BRIEF:
Lines before the one containing "Query: spoon handle" are to be left out; reproduce that line and all the rest of the entries exactly.

LISTED ENTRIES:
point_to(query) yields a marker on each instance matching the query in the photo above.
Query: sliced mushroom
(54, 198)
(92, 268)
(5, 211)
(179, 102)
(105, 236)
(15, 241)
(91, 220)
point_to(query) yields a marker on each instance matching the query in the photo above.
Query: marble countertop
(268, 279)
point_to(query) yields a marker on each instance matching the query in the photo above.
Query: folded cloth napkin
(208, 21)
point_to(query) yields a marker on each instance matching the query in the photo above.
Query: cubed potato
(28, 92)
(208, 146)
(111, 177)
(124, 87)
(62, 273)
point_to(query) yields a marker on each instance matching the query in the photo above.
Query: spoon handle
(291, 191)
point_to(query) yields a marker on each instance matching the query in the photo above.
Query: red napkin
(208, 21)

REPLY:
Query: spoon handle
(291, 191)
point_to(query) yields a marker on each instance matching the query in the photo above.
Query: red napkin
(208, 21)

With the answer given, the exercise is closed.